## COMPITI:
a – Ridimensiona le coordinate delle risposte nell'elenco moltiplicandole per 0,95 e arrotondandole all'intero, con le metà per eccesso. Riscrivi tutte le righe dell'elenco senza tralasciarne nessuna e lascia invariati tutti gli altri numeri.
b – Riprendi il testo sul recupero dei beni culturali di Ostuni e proseguilo dopo l'ultima frase riportata.

## BLOCCO DI TESTO:
*****

Italia Nostra

Data: 1 Ottobre 2012

Ostuni: verso una “fruizione impossibile” dei beni culturali?

Riflessioni e proposte sui metodi di restauro e recupero del patrimonio architettonico-paesaggistico in terra di Ostuni

Negli ultimi quindici anni il tema della salvaguardia e della tutela del patrimonio storico, artistico, architettonico, archeologico e del paesaggio salentino è stato oggetto di molteplici studi e dibattiti inerenti la fruizione e la valorizzazione dei beni culturali locali. Si è detto e scritto molto in merito agli interventi finanziati da Enti locali, dalla Comunità Europea, dalle Diocesi e alle relative quantità di denaro profuse al fine di “recuperare” strutture architettoniche e contesti paesaggistici, in funzione di specifici modelli di consumo del territorio e delle sue risorse.

*****

## RIGHE MEMORIZZATE:
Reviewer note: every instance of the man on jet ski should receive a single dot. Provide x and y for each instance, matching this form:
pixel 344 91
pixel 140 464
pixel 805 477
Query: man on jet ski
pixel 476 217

*****

## RISPOSTE IN ORDINE:
a –
Reviewer note: every instance of the man on jet ski should receive a single dot. Provide x and y for each instance, matching this form:
pixel 344 91
pixel 140 464
pixel 805 477
Query: man on jet ski
pixel 452 206

b –
Poco, invece, è stato fatto concretamente in ambito pubblico e privato per conservare lo stesso patrimonio, obiettivo senza il quale né la valorizzazione né la fruizione possono risultare perseguibili nel medio lungo termine. Inoltre molto spesso si è ignorato che la conservazione del patrimonio architettonico e paesaggistico è il fine a cui mira qualsivoglia corretta buona prassi di tutela e di salvaguardia del creato. Infatti, la conservazione viene perseguita applicando quegli interventi (il restauro critico accompagnato talvolta dal recupero funzionale, in extremis dal ripristino), che garantiscono il mantenimento di quelle condizioni d’equilibrio, senza le quali non sarebbe possibile la vita degli esseri viventi sulla Terra. La letteratura scientifica ha analizzato in modo esaustivo il significato dei termini in gioco e gli ambiti di rispettiva applicazione; si consultino, ad esempio, i volumi del Trattato di Restauro architettonico, edito dalla UTET (1996-2010).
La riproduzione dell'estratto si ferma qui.